Data extracted from a collection.
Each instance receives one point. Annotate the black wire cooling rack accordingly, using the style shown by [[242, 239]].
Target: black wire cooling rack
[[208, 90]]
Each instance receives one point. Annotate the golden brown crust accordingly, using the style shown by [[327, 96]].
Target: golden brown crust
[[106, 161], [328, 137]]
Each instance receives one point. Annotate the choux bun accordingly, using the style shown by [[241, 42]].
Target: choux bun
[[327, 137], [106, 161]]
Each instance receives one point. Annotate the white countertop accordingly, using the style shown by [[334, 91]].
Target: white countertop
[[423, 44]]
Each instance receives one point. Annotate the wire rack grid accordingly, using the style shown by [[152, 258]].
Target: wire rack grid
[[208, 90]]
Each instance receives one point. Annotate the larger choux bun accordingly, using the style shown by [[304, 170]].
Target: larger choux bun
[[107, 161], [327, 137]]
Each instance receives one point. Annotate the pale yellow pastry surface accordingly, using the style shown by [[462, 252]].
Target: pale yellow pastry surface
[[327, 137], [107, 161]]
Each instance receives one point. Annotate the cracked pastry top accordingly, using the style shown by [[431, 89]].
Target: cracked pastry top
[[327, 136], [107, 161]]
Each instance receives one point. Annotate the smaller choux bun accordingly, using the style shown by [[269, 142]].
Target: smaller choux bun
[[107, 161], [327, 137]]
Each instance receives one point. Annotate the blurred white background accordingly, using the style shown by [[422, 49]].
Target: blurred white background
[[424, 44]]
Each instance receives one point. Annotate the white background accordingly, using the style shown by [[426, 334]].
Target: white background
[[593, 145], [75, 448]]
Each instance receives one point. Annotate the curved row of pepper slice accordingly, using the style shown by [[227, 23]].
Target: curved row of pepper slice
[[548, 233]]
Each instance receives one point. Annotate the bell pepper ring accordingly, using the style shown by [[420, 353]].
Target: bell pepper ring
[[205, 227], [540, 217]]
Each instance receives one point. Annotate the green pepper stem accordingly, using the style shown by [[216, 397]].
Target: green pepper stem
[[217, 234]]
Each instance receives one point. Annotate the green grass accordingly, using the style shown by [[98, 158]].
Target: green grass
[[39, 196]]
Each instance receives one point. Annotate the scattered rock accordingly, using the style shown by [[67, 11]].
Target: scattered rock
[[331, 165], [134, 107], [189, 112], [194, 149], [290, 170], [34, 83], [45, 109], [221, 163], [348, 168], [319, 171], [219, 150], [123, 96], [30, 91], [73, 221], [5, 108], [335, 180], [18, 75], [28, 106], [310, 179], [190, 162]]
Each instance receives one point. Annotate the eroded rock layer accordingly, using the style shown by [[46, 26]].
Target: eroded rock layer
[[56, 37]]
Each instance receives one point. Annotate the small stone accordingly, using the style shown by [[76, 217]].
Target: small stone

Task prompt. What's wanted is each line above, transcribed with nothing altered.

Result of this exercise.
Each instance receives one point. Annotate the black wire cooling rack accordingly, using the style shown by [[242, 239]].
Target: black wire cooling rack
[[208, 90]]
Each instance receives one point. Annotate the golden brown crust accordingly, using the style shown by [[327, 96]].
Target: golden brown crust
[[106, 161], [328, 137]]
Each instance receives one point. Annotate the choux bun accordingly, using the style shown by [[241, 42]].
Target: choux bun
[[327, 137], [106, 161]]
Each instance receives one point. Annotate the white countertop accordingly, using the style shown by [[334, 91]].
Target: white countertop
[[423, 44]]
Each instance receives one point. Annotate the wire rack grid accordingly, using the style shown by [[152, 258]].
Target: wire rack grid
[[208, 90]]
Each instance receives one point. Annotate the larger choux bun accordingly, using the style shown by [[304, 170]].
Target: larger choux bun
[[107, 161], [327, 137]]
Each instance receives one point. Annotate the pale yellow pastry surface accordingly, using the style shown by [[462, 252]].
Target: pale yellow pastry surface
[[327, 137], [107, 161]]
Each instance receives one point. Annotate the cracked pastry top accordingly, using the style shown by [[431, 89]].
Target: cracked pastry top
[[327, 136], [107, 161]]
Each instance receives one point. Annotate the smaller choux bun accordingly, using the style shown by [[269, 142]].
Target: smaller choux bun
[[107, 161], [327, 137]]
Each instance receives one point. Annotate the blurred white background accordingly, using the style shown by [[422, 49]].
Target: blurred white background
[[424, 44]]
Each instance receives one point. Annotate the white background accordingly, using the style shown by [[426, 334]].
Target: white background
[[593, 145], [75, 448]]
Each instance receives one point. Annotate the curved row of pepper slice accordingly, using the style shown by [[227, 23]].
Target: curved row of pepper slice
[[548, 233]]
Each instance receives one point. Annotate the bell pepper ring accordingly, using the style shown by [[420, 353]].
Target: bell pepper ring
[[205, 227], [540, 217]]
Each instance receives one point. Annotate the green pepper stem accordingly, using the style shown by [[216, 397]].
Target: green pepper stem
[[217, 234]]
Each instance receives one point. Annotate the green grass accordingly, using the style shown by [[98, 158]].
Target: green grass
[[39, 196]]
Each instance receives one point. Annotate the scattered rock accordingly, using the style shown by [[67, 11]].
Target: scattered rock
[[331, 165], [134, 107], [189, 112], [194, 149], [290, 170], [34, 83], [45, 109], [221, 163], [348, 168], [319, 171], [219, 150], [123, 96], [30, 91], [73, 221], [5, 108], [335, 180], [18, 75], [28, 106], [310, 179], [190, 162]]
Each instance receives one point. Annotate the eroded rock layer accordingly, using the style shown by [[46, 26]].
Target: eroded rock layer
[[56, 37]]
Each instance receives one point. Annotate the small stone accordingly, using the style shown by [[76, 217]].
Target: small stone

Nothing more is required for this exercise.